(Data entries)

====

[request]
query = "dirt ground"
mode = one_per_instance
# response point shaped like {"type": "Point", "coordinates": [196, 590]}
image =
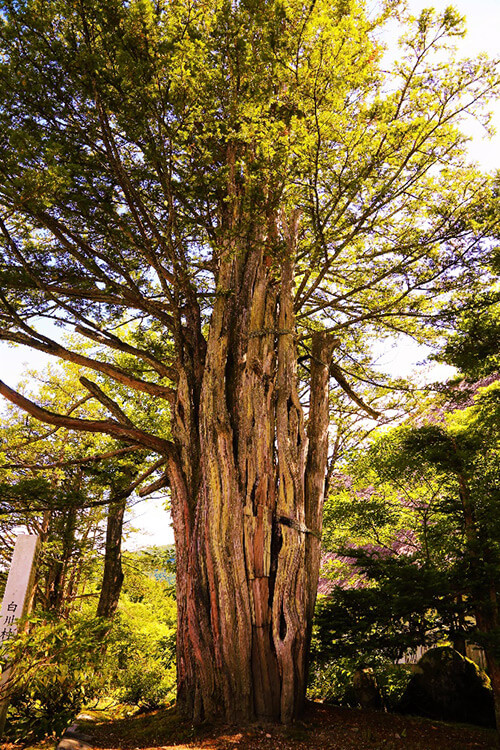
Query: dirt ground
{"type": "Point", "coordinates": [323, 728]}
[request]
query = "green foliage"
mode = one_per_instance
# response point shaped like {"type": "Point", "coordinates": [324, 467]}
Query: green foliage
{"type": "Point", "coordinates": [57, 671]}
{"type": "Point", "coordinates": [332, 681]}
{"type": "Point", "coordinates": [140, 659]}
{"type": "Point", "coordinates": [418, 519]}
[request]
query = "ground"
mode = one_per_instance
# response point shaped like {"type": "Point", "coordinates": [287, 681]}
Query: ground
{"type": "Point", "coordinates": [323, 728]}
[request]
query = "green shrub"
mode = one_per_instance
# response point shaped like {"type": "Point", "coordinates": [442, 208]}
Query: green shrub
{"type": "Point", "coordinates": [332, 681]}
{"type": "Point", "coordinates": [55, 674]}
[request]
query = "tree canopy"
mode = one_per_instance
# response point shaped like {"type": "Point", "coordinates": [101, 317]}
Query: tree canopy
{"type": "Point", "coordinates": [232, 197]}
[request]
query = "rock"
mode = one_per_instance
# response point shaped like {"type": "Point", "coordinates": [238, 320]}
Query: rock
{"type": "Point", "coordinates": [449, 687]}
{"type": "Point", "coordinates": [366, 690]}
{"type": "Point", "coordinates": [73, 739]}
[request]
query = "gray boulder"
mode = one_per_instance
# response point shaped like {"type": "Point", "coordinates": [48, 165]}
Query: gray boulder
{"type": "Point", "coordinates": [447, 686]}
{"type": "Point", "coordinates": [366, 690]}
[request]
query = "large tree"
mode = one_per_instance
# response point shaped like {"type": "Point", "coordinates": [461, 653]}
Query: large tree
{"type": "Point", "coordinates": [229, 195]}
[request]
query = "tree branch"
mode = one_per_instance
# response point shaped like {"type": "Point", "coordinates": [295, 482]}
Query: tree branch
{"type": "Point", "coordinates": [106, 401]}
{"type": "Point", "coordinates": [336, 372]}
{"type": "Point", "coordinates": [108, 427]}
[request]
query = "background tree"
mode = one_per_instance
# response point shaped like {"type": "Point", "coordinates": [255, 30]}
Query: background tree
{"type": "Point", "coordinates": [72, 492]}
{"type": "Point", "coordinates": [427, 523]}
{"type": "Point", "coordinates": [238, 185]}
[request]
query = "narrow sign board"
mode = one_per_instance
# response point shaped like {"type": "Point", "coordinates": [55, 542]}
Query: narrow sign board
{"type": "Point", "coordinates": [16, 601]}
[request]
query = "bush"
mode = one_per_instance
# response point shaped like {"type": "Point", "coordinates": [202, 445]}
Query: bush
{"type": "Point", "coordinates": [55, 674]}
{"type": "Point", "coordinates": [332, 681]}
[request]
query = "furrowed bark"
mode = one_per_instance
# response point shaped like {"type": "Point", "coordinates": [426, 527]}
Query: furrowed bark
{"type": "Point", "coordinates": [323, 345]}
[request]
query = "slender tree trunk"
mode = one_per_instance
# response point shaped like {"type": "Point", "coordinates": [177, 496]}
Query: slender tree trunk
{"type": "Point", "coordinates": [247, 492]}
{"type": "Point", "coordinates": [112, 578]}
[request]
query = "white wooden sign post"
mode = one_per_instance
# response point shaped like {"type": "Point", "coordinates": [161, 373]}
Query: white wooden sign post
{"type": "Point", "coordinates": [16, 602]}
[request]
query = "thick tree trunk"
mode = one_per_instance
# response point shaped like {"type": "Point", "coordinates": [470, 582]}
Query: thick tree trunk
{"type": "Point", "coordinates": [247, 492]}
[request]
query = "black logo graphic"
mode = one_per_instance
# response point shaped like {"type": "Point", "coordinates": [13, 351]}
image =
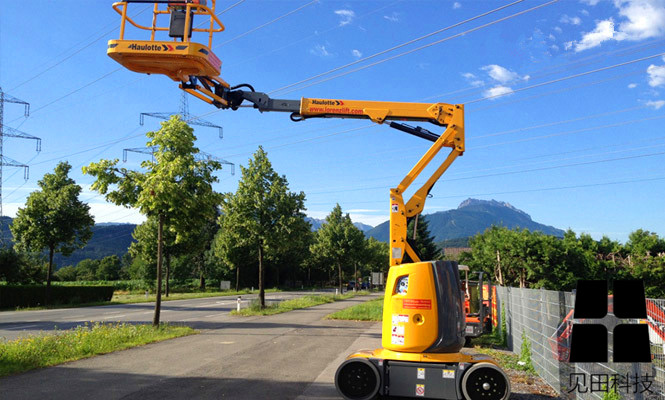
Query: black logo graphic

====

Extract every line of the data entries above that contains the string "shrub", matching case exactly.

### Correct response
query = "green shrub"
Query: green shrub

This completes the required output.